How Gong makes $244m with "boring" content

Helloooo content connoisseurs.

It’s Perrin from Content Bites.

Ever had content change your life? I wish I was exaggerating when I say I have. And it was content that should have been boring. Today, we’re going to talk about how “boring” content contributes to Gong’s $244m marketing machine.

  • Appetizers: Links from Ahrefs, Copyblogger, SparkToro, and more…

  • Main Course: How Gong makes $244m with “boring” content

Let’s dig in.

Appetizers: Content about content 🤯

  • I Tested Premium AI Prompts To See if They’re Worth It. They’re Not. (link)

  • 12 Outstanding Copywriting Examples That Generate Sales (link)

  • 5 Steps to Create an Outstanding Marketing Plan (link)

  • Why the Worst Search Marketers Start Content Strategy with “SEO Keywords” (link)

  • B2B content marketing: Ultimate strategy guide for 2024 (link)

Main Course: How Gong generates $244m with “boring” content

Today, I’d like to tell you how a piece of content quite literally changed my life. 

This is about a company called Gong.io’s content.

I found Gong’s content because, at the time, I was building a sales system from scratch for my content agency. 

I had never done that before. 

I had questions. LOTS of questions lol. 

But, for whatever reason, the landscape of sales blogs is a dystopian wonderland of empty bullsh*t. 

Every sales blog seemed to be one of those blogs – and you’ll know exactly what I’m talking about – that feels like it was created by a marketing team that heard you “...should be blogging” and that “every business needs a blog” but really didn’t understand why. Or how. Or why the hell anyone would ever read a blog. 

As a potential customer with an acute pain point in search of content to help me solve real problems… it was tremendously frustrating. 

I was frustrated right up until I found Gong. 

Gong is a SaaS product in a category called revenue intelligence

I had no idea what revenue intelligence even meant, but it basically means taking as much sales & CRM data as possible & crunching the numbers for insights.

+++++

### What to do
Reproduce, word for word, the stretch of the Gong content newsletter above from "Let’s dig in." through "for 2024 (link)".

### Given information
+++++

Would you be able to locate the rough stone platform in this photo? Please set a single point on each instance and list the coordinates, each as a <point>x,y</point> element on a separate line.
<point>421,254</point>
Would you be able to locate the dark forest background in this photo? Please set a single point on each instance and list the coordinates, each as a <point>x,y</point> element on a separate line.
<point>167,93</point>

+++++

### Result of the exercise
Let’s dig in.

Appetizers: Content about content 🤯

  • I Tested Premium AI Prompts To See if They’re Worth It. They’re Not. (link)

  • 12 Outstanding Copywriting Examples That Generate Sales (link)

  • 5 Steps to Create an Outstanding Marketing Plan (link)

  • Why the Worst Search Marketers Start Content Strategy with “SEO Keywords” (link)

  • B2B content marketing: Ultimate strategy guide for 2024 (link)